In January 2006, I wrote a Windows Live Preview in which I highlighted Microsoft's November 2005 announcement about the services and provided some historical context to Microsoft's decision to reel in most of its Web services and products under the Windows brand. Looking over that article now, it's stunning how much has changed in the intervening year. What's even more stunning, perhaps, is how much things are going to change yet again going forward. Today, I'd like to discuss Microsoft's evolving plans for Windows Live, and examine how the software giant will, hopefully, meet the needs of its customers by supplying a sensible set of services that work where you do: On the Web, on Windows, and on mobile devices.

A look back

As you may recall, I was nervous about Microsoft's decision in late 2005 to rebrand most of its MSN services as Windows Live because that mean that the MSN group, which was both physically and ideologically distant from the slow-moving Windows division of the time, would be pulled in-house. That, I opined, could have only two possible results: Either the MSN guys would inspire the Windows group to ship products on a timelier basis, or the MSN group would become saddled by the inefficient of the Windows group and slow down so much as to be ineffective.

Fortunately, neither of those scenarios played out, possibly through sheer chance: Instead, Microsoft put the hyper-efficient (and hyper-secretive) Steven Sinofksy in charge of Windows development, ending any delay issues there. And the MSN/Windows Live guys seem to have retained their independence thanks in part to Microsoft's US antitrust consent decree: Whereas the company might previously have attempted to directly integrate products like Windows Live Messenger into Windows, now they are optional downloads and part of an evolving suite of products that enhances Windows only when explicitly chosen by users. In short, that problem was solved before it became a problem.

Anyway, Windows Live as envisioned a year ago was separated into three technological and logical chunks, for lack of a better word: The Information Network, the People Network, and the Business Network. By January 2006, the company was already describing these concepts a bit differently than it had at the November 2005 launch, and of course things have evolved since then as well. (We'll get to that.) Back then, the so-called Information Network included such things as MSN/Live Search, MSN's mapping services, and even the Web-based gadgets that one can add to the Live portal. The People Network was typified by Messenger, but also included the integrated contacts management infrastructure. And the Ad Network powered Live's ad-based services, and included the Ad Center technologies.

Naturally, most Live services and products aren't siloed into a single network. While Messenger clearly falls into the People Network because its used to communicate with people you care about, it also displays advertisements and integrates with Live Search technologies. Integration, I was told, was the key to much of what Microsoft was (and is) trying to accomplish with Windows Live.

**Given instruction A:** List every service or feature that the Windows Live article says belonged to the Information Network.
**Given instruction B:** Shorten the paragraph in the Windows Live article that starts "Naturally, most Live services" to two sentences, keeping its main facts.
**Given instruction C:** Pick up the Windows Live article after its final sentence and write the next paragraph.
The material that follows has no connection to the Windows Live article.

**Supplied data:**

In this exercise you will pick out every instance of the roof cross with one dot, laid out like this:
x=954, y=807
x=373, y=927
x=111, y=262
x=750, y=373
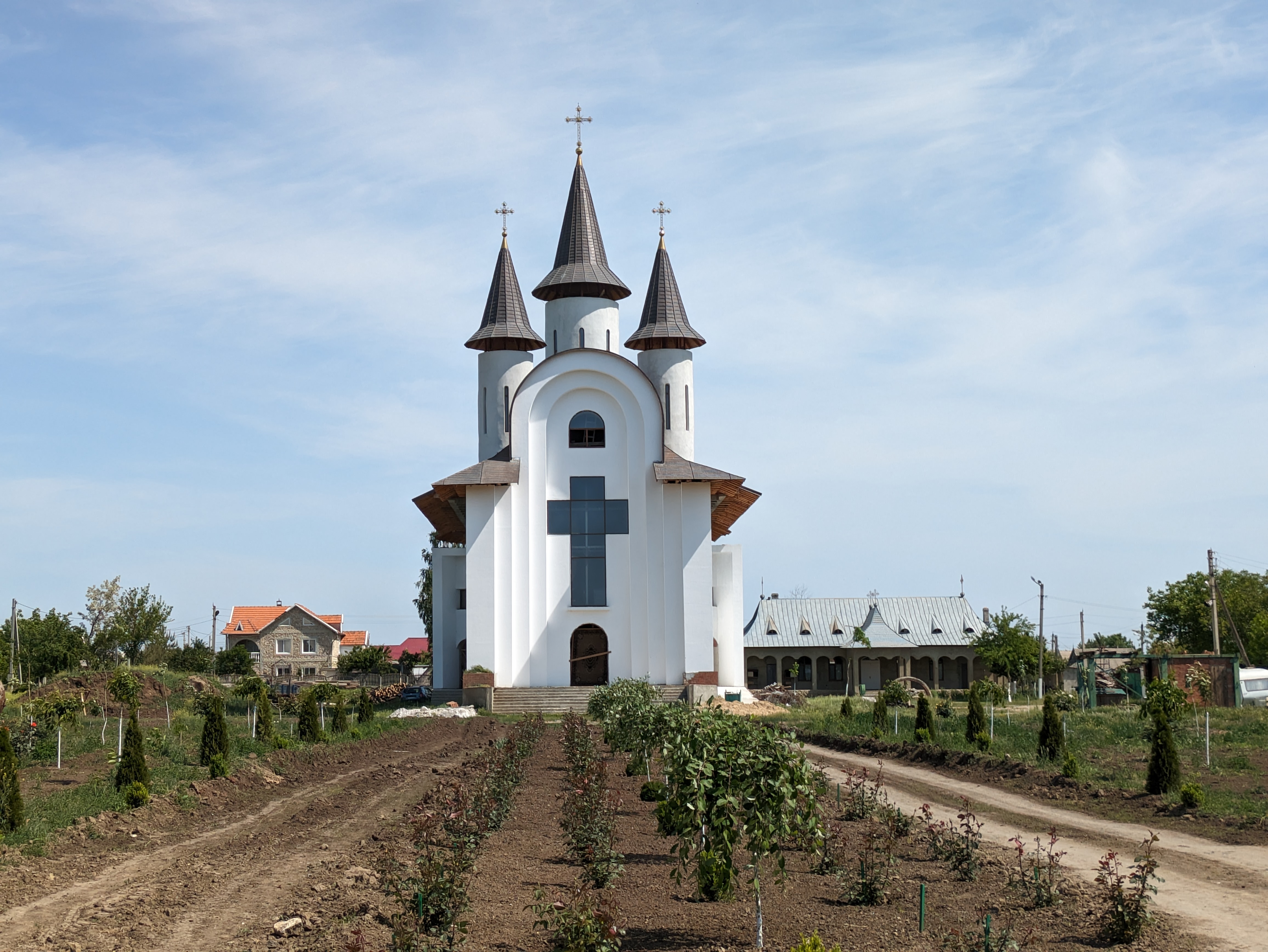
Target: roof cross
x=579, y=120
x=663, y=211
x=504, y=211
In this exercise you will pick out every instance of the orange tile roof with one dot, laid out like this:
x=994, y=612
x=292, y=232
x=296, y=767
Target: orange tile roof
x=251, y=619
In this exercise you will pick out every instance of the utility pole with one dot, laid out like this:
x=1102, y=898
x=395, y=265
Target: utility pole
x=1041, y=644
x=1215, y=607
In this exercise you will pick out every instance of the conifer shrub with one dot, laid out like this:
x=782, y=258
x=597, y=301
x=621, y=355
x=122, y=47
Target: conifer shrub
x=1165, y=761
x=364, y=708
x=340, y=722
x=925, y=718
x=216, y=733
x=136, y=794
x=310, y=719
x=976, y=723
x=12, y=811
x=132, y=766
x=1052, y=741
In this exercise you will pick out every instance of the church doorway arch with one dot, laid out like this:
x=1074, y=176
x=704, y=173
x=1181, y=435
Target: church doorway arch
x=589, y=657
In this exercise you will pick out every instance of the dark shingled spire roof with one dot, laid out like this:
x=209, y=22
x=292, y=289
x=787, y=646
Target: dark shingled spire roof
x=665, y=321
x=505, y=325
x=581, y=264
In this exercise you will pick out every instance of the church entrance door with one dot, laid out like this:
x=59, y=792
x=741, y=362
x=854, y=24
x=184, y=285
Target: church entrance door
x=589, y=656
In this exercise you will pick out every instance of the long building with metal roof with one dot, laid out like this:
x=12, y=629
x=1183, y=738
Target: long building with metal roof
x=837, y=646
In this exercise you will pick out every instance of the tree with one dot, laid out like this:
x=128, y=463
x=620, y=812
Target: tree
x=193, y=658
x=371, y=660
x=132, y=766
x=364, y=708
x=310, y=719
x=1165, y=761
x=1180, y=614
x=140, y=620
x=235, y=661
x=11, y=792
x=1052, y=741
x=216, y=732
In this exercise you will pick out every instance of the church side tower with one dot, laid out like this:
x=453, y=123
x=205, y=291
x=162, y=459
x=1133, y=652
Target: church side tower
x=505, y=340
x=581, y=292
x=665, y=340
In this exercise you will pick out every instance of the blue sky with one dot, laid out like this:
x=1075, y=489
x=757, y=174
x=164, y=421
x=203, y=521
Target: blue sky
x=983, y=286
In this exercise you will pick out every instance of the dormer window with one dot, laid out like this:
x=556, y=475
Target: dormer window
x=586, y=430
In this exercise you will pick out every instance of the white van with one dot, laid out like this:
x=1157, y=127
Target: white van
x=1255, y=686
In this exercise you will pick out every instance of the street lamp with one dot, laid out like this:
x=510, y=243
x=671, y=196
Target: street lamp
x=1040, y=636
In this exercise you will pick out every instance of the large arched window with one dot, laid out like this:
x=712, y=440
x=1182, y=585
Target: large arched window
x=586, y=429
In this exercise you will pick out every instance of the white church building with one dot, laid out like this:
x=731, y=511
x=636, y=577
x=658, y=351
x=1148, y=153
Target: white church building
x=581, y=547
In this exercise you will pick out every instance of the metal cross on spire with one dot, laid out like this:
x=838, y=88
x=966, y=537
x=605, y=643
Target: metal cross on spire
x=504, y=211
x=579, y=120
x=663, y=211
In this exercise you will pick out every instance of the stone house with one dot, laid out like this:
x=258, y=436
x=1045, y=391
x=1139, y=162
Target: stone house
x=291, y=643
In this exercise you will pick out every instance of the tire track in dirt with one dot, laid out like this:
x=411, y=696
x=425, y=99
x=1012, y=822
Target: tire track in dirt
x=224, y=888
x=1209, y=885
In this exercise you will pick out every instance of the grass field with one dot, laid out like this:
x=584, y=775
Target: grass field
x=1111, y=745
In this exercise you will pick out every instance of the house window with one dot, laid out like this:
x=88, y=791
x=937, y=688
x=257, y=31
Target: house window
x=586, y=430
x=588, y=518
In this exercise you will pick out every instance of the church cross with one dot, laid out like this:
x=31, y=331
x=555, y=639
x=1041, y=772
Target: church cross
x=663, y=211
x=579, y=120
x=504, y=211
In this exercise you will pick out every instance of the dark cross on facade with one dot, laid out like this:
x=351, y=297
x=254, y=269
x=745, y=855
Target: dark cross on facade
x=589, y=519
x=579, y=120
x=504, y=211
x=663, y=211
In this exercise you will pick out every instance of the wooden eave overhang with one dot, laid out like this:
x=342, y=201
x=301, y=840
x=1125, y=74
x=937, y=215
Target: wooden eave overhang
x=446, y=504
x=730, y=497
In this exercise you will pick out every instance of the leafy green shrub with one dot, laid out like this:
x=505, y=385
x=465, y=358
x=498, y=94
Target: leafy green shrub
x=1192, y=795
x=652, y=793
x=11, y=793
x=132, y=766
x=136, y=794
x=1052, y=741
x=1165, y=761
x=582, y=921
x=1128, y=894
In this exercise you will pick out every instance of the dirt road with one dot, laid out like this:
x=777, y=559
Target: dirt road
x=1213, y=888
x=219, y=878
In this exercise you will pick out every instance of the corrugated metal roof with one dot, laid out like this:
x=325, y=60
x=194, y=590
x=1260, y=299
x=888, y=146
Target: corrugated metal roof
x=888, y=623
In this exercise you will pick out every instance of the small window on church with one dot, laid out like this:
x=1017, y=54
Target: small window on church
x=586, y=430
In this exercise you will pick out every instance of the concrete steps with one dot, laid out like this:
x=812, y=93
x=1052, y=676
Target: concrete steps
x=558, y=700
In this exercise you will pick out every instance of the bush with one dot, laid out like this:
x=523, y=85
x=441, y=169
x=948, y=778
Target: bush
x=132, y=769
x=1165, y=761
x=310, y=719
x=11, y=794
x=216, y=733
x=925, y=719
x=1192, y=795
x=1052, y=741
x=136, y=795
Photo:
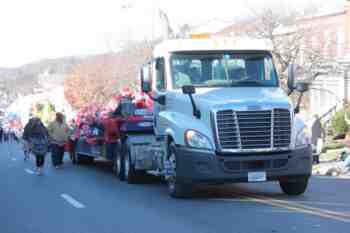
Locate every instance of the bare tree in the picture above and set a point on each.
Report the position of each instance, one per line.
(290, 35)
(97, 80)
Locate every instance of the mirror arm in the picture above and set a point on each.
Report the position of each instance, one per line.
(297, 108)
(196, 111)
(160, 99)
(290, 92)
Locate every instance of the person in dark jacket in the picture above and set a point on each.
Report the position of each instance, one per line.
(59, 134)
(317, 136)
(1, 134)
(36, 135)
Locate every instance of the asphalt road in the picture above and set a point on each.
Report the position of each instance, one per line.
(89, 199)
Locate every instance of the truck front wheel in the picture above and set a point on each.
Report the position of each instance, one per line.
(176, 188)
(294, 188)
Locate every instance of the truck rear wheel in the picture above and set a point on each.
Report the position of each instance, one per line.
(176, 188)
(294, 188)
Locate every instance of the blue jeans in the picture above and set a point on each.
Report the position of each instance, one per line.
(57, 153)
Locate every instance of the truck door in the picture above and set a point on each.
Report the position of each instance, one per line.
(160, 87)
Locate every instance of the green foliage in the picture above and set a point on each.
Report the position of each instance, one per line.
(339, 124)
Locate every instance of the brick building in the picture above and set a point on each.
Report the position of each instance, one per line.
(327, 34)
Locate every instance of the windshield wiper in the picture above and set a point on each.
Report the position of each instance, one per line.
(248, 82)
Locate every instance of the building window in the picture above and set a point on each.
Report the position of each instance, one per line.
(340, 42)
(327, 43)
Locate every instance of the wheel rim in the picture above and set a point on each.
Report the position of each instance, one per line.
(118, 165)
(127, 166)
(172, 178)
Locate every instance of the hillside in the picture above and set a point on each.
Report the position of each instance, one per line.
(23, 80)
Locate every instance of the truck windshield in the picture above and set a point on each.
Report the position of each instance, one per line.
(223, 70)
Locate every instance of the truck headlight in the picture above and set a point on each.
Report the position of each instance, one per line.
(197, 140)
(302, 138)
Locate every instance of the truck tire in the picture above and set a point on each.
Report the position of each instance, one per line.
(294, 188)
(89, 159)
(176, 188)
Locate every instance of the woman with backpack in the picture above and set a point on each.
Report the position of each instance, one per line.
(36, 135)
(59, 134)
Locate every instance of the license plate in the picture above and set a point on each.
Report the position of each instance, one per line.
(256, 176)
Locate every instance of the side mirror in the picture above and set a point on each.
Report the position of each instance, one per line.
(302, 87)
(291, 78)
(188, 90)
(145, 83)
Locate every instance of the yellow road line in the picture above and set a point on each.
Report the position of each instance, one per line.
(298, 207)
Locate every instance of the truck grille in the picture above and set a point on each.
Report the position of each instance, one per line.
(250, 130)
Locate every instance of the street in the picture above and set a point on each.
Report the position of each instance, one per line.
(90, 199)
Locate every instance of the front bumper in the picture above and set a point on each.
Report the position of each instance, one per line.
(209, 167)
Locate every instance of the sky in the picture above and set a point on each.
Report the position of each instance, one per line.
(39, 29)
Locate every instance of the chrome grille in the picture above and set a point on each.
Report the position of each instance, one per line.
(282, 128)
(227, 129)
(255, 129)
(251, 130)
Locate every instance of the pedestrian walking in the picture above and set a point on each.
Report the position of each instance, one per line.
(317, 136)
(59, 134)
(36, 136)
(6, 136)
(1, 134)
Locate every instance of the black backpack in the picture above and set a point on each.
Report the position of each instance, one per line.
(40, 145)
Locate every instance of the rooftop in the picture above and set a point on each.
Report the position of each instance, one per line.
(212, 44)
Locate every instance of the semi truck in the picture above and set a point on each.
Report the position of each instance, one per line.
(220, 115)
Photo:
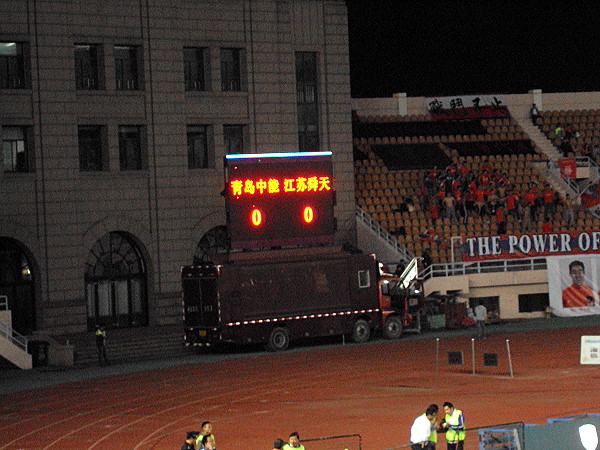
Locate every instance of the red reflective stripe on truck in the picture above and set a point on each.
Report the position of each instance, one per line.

**Answer A:**
- MSN/Live Search
- MSN's mapping services
- The Web-based gadgets that one can add to the Live portal

**Answer B:** Most Live services and products span more than one network. Messenger, for example, belongs to the People Network because it is used to talk with people, yet it also shows ads and ties into Live Search, reflecting the integration that Microsoft saw as key to Windows Live.

**Answer C:**
MSN, a year ago, would retain the MSN.com Web portal, the MSN broadband and narrowband Internet services, and various Web-based entertainment content services around topics like sports, finance, or cars. Since then, Microsoft has also expanded MSN with new services, like the MSN Soapbox video-sharing services.

Too, Microsoft has dramatically expanded the available products and services it offers through Windows Live. In some ways, it may have expanded too much: I consider myself to be pretty plugged into this whole environment, but I'm often astonished by the sheer number of offerings Microsoft makes available through Windows Live. I have trouble keeping up with it all.

On a related note, the independent nature of Windows Live has allowed Microsoft to rapidly release and update its offerings. While some mature and arguably mission-critical services like Windows Live Hotmail did indeed require years of work, most Windows Live products and services are rapidly updated over time, providing consumers with an amazing array of ever-increasing functionality and, where appropriate, integration. There's a lot of work left to do, of course. Maybe there always will be.

Now what?

This brings us to mid-2007. As of this writing, you can see 14 beta products listed on the Windows Live Betas Web site; these are the products that have not been finalized and will likely be updated quite rapidly. There are also scores of other products and services that are now shipping in finalized form, though of course there's a fine line between perpetual beta and "finalized" when it comes to Web-based applications. These include such things as Windows Live Hotmail, Live Search for Mobile, Windows Live OneCare, Windows Live Hotmail Mobile, and many more.

The big issue, of course, is: Where is all of this heading? In a briefing last week, Microsoft senior director Dave Fortin told me that the company is taking a five year approach to Windows Live, and trying to anticipate how consumer use of Web-based services will change in the ensuing half-decade. In 2002, for example, most consumers accessed the company's Web-based services solely from the Web. But by 2012, its customers will be accessing those services via PCs, phones, and various mobile devices, and of course you can see that transition in effect today. The big changes, in my mind, are that consumers are now starting to expect to access their online information from many devices, and not just from a PC, and that they will partake in a growing number of social networks online going forward, and not limit themselves to a single service.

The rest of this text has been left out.